**Source data**
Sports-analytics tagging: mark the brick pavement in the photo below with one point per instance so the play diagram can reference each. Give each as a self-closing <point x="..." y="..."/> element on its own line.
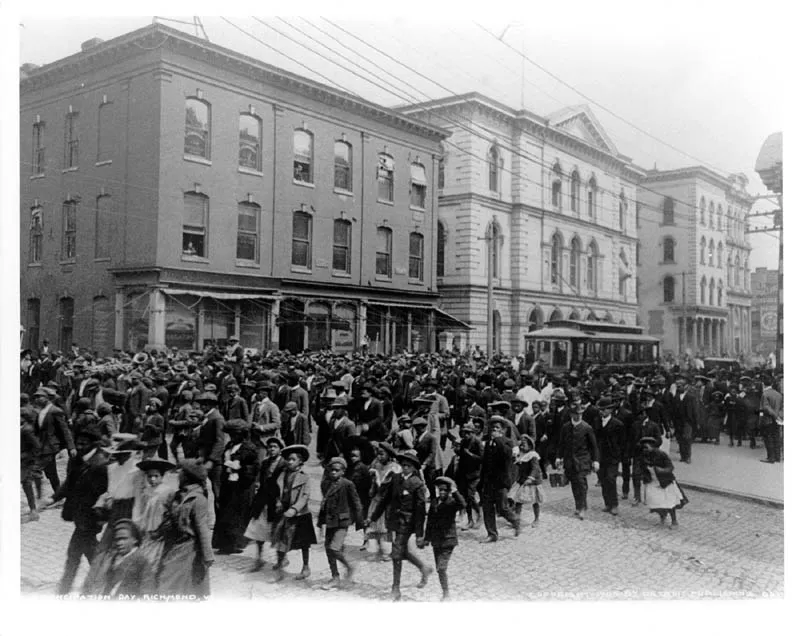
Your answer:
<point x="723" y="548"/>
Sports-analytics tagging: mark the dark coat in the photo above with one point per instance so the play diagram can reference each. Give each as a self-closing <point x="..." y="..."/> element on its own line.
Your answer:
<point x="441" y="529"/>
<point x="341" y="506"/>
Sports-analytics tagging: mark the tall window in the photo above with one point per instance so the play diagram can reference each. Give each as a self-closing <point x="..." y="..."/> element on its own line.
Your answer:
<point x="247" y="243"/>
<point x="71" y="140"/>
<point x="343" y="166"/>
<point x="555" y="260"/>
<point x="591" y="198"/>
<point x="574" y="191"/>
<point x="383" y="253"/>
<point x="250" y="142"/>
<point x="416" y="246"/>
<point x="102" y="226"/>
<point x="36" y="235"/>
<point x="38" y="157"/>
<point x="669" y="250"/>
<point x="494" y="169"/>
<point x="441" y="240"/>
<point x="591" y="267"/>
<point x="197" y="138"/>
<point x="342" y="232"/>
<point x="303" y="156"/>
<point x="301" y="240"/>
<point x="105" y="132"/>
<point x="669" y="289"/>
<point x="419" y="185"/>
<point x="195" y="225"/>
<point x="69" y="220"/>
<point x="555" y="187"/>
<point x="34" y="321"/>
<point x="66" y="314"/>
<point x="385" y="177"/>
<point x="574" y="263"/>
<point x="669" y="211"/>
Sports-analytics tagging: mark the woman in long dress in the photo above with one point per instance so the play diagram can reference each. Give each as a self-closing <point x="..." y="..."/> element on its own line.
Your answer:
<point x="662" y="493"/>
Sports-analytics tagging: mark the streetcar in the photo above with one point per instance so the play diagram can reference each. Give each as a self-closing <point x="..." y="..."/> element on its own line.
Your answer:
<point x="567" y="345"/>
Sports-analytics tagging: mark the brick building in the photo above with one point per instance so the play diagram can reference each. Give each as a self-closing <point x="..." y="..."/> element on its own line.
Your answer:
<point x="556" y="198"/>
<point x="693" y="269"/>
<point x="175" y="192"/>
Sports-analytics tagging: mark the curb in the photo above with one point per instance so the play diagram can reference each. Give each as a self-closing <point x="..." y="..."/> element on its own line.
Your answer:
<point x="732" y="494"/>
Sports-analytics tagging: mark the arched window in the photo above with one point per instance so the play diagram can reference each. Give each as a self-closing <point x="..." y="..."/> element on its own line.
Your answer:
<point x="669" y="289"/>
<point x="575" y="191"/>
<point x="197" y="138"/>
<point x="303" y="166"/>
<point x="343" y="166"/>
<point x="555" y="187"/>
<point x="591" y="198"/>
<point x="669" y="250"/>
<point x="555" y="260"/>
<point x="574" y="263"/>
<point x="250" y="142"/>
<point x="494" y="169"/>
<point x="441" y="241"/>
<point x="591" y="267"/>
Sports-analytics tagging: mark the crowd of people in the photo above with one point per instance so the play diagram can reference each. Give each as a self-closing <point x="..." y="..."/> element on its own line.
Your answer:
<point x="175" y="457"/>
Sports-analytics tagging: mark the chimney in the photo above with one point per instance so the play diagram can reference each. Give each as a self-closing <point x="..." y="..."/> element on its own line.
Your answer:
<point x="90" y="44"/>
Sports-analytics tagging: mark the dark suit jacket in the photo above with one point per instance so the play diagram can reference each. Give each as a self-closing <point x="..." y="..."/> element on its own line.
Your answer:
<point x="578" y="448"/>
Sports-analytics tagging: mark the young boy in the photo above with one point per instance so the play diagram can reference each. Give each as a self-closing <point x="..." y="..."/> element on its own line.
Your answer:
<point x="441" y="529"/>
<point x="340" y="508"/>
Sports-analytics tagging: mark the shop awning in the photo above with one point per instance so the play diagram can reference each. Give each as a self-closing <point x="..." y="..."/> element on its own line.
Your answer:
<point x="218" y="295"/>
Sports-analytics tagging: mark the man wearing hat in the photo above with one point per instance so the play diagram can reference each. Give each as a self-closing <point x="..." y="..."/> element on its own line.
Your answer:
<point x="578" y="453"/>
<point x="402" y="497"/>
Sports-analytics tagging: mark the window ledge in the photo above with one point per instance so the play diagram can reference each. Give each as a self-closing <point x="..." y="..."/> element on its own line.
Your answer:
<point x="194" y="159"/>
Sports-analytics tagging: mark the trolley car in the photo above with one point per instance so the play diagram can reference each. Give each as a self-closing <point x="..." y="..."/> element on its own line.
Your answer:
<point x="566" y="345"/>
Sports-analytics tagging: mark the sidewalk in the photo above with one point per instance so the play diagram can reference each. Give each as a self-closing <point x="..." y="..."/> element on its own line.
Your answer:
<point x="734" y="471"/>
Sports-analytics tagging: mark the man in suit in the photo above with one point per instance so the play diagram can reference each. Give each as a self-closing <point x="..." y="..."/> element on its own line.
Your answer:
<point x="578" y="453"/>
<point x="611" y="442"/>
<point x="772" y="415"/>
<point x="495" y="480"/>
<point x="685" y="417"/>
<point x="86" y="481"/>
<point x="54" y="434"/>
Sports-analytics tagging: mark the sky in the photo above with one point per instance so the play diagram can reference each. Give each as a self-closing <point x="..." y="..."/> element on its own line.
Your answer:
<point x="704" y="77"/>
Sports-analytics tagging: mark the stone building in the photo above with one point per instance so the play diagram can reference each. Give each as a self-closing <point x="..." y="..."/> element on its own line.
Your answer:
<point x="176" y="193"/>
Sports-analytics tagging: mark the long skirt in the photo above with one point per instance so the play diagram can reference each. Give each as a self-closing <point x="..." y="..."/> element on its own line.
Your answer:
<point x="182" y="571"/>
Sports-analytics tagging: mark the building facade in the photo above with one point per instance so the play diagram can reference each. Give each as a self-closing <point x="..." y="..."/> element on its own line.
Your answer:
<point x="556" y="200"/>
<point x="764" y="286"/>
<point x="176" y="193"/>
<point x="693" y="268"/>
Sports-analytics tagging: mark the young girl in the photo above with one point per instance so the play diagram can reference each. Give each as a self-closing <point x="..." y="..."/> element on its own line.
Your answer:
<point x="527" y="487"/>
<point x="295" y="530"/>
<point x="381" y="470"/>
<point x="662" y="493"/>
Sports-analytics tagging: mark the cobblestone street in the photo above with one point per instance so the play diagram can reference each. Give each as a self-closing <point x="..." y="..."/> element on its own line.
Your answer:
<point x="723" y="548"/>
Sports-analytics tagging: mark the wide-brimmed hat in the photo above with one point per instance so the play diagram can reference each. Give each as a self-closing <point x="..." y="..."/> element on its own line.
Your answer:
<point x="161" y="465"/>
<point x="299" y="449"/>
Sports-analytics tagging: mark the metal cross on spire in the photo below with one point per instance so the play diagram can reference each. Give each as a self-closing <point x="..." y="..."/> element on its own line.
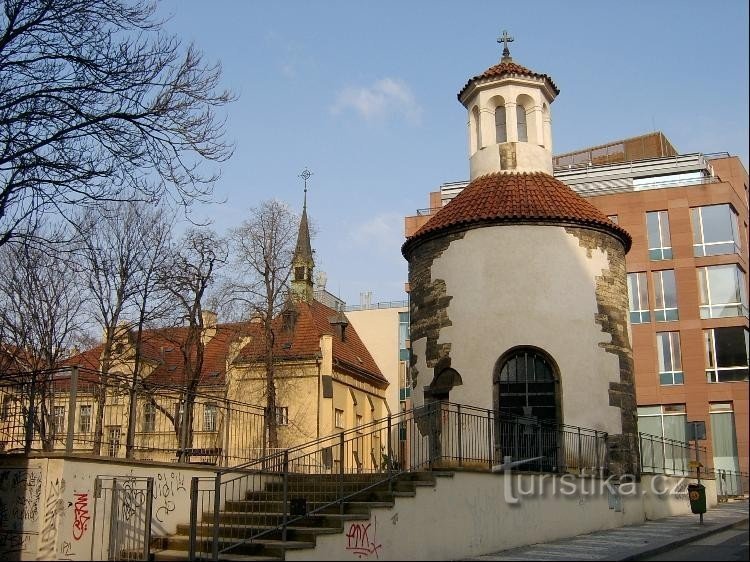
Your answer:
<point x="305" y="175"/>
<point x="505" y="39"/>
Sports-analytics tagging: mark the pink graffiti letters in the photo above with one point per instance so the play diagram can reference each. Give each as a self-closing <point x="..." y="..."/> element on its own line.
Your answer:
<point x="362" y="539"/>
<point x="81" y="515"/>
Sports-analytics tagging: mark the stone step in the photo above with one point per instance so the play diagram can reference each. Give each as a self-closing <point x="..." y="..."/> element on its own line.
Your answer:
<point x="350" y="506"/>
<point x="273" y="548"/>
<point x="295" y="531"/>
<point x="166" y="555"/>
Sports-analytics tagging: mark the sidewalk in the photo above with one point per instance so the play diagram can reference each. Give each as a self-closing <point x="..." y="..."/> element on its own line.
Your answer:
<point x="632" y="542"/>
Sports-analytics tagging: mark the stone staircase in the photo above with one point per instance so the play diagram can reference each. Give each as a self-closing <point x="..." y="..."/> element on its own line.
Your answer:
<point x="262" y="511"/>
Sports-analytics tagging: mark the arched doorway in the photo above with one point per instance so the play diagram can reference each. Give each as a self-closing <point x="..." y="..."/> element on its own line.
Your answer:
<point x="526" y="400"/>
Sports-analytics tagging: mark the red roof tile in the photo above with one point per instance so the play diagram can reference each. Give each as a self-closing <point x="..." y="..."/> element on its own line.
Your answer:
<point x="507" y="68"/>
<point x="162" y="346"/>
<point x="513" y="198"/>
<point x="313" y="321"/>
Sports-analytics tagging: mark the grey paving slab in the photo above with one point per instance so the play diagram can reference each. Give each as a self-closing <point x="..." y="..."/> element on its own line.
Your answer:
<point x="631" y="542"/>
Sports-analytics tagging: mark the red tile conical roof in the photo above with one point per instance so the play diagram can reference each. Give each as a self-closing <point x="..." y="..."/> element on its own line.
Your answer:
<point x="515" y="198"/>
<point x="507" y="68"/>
==
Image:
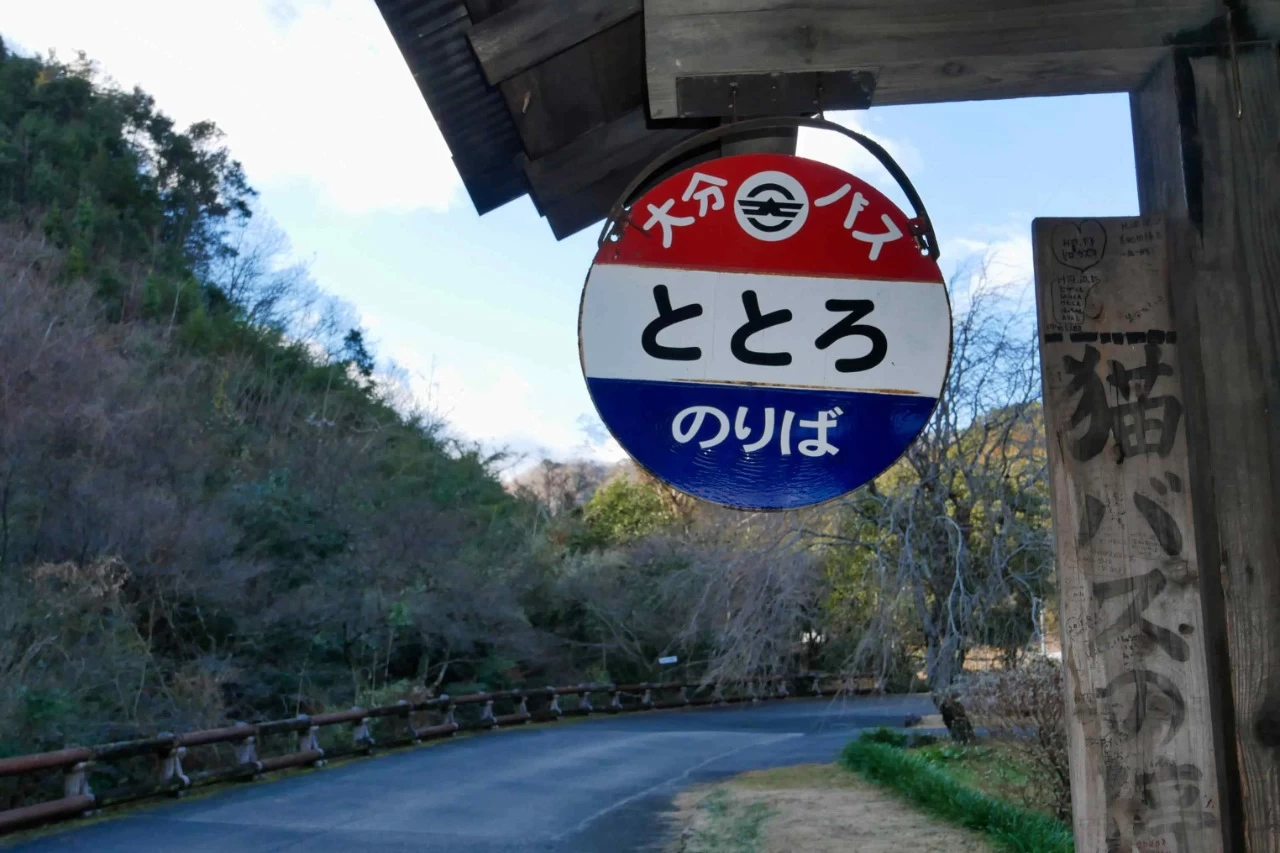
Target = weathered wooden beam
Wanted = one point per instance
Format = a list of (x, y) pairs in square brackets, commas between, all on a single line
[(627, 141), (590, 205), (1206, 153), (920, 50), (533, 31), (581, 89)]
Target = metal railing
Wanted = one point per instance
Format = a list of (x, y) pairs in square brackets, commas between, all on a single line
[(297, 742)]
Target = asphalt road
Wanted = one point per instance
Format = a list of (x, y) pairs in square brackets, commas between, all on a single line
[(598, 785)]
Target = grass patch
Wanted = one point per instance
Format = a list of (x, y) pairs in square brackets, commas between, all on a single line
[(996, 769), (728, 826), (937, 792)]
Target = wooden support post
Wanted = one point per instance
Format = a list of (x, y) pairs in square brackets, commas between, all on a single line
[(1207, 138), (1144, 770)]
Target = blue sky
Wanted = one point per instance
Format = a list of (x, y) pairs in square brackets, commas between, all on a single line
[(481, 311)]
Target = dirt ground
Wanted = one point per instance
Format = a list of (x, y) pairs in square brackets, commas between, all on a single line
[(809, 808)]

**Activity**
In the listing above, find the line containing "Sports-analytics tagging: mark the brick pavement". Output it and every line after it up to and including the line containing "Sports-analytics tagging: mark the tall", exactly, but skip the pictures.

**Output of the exercise**
Sports-analytics tagging: mark the brick pavement in the photo below with one point per instance so the play diagram can reference each. Give each as a self-closing <point x="..." y="..."/> element on its own line.
Your answer:
<point x="723" y="548"/>
Sports-analytics tagging: mark the dark coat in the photo above with one point per instance so the play diagram can reference each. Give each as a self-closing <point x="..." y="..."/> element on its own line.
Your answer:
<point x="441" y="529"/>
<point x="341" y="506"/>
Sports-analytics tagging: mark the tall window in the photo above with one point per instance so the play diagram can reference each. Give each as a self-closing <point x="..." y="..."/> element on its own line.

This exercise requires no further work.